SELECTED PASSAGE:
In general, I always try to follow three rules for evolutions, whether they're new evolutions for canon Pokémon or just regular evolutions for Fakemon.
The first one: always change the Pokémon's proportions or general shape. A lot of Pokémon just use head proportions, which is totally fine - your Laplet/Laplad has a much smaller body
compared to its head than Lapras, so it's immediately obvious that it's a baby (my example is also like that) - and pretty much every evolution will have a greater body to head ratio than its previous stage. But if you want to get wilder, you can always expand different amounts in length, width and height, like how Linoone is obviously longer than Zigzagoon but isn't much taller or wider. Or you can change the Pokémon's stance, like going from quadrupedal to bipedal or vice versa, or even gaining limbs like Charizard or losing them like Serperior. But again, changing the body to head ratio is all you
really need! These are just extra ways to emphasize the difference
if you think they look good with the design. (For reference, my personal norm for Pokémon that are basic and can evolve further - not single-stage - is to try to make the full design fit within a box 2.5 times the size of head in each direction, and then just to make every evolution a minimum of one head bigger in any direction.)
The second one: always change the Pokémon's color scheme. It doesn't always have to be drastic! A good example of doing this subtly and without completely redoing the color scheme is the Lillipup line, where Lillipup and Herdier
use all of the same colors, but Herdier just puts more focus on blue and Lillipup on brown; then Stoutland comes along and adds just another shade of each of those colors. Usually, if you want to avoid changing colors too dramatically, the first two stages of a line can get away with just redistributing the same colors, and then the third will add another color if needed; of course, you can also cheat by doing different shades of the same color, like Charmeleon is a different red compared to Charmander but still has almost the same colors in the same places. (Or if you're willing to totally change the colors, like Mienfoo to Mienshao, that's good too! I just felt I should clarify that that doesn't usually have to happen and you can be subtler if you want to be.) As a rule of thumb, the more different the Pokémon is in every other way, the less different its colors should be so that they're more easily connected - Wimpod and Golisopod, for example, are almost the same colors exactly - but that's not a hard law (see the Trapinch line for different designs and different colors and the Charmander line for similar designs and similar colors) and you can break it if you want.

RECORD EXCERPTS:
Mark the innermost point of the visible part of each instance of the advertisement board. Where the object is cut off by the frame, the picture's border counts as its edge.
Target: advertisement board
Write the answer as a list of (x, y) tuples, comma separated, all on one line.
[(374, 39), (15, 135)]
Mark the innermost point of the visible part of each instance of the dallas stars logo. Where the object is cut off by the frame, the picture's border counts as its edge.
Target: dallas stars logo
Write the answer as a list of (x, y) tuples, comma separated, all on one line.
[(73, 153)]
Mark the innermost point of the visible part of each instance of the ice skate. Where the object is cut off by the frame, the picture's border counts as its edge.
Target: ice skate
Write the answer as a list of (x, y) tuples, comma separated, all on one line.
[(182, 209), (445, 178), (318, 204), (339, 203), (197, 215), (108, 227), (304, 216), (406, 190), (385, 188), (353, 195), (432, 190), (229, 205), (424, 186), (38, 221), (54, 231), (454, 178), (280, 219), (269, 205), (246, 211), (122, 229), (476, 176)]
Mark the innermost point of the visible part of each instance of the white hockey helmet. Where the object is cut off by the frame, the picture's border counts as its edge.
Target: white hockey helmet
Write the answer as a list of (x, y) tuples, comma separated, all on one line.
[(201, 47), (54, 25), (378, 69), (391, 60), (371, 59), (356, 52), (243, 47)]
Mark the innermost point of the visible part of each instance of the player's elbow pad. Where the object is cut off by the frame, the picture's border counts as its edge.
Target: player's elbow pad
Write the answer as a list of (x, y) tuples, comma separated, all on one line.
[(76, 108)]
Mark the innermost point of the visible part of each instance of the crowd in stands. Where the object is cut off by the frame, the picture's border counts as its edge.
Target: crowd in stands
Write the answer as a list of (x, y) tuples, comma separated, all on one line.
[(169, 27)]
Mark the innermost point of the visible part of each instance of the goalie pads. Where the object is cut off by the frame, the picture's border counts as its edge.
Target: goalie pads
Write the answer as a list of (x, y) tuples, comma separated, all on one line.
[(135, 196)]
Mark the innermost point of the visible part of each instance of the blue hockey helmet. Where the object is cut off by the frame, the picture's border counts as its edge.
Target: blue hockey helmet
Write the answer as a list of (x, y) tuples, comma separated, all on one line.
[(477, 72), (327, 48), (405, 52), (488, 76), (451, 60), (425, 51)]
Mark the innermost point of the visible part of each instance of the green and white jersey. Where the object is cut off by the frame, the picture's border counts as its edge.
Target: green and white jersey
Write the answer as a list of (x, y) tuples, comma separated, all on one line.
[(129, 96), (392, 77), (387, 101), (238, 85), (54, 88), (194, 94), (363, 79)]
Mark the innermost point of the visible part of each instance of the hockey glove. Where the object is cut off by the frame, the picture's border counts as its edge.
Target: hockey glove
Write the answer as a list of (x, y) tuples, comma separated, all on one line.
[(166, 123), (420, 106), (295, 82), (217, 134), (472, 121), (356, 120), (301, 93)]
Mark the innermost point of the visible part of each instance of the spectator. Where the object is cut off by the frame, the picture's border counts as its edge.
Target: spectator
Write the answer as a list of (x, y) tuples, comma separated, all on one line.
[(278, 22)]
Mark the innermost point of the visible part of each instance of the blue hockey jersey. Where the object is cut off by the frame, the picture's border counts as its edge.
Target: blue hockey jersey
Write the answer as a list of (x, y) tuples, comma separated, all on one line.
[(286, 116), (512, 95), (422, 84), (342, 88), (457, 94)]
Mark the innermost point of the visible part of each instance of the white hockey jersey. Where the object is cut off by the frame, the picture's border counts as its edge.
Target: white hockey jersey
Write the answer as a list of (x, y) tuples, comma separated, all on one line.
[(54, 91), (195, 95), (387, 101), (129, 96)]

PROBLEM DESCRIPTION:
From the guide to designing Pokémon evolutions above, list every canon Pokémon named in the explanation of the first rule, leaving out Laplet/Laplad.

COMPLETE ANSWER:
Lapras, Linoone, Zigzagoon, Charizard, Serperior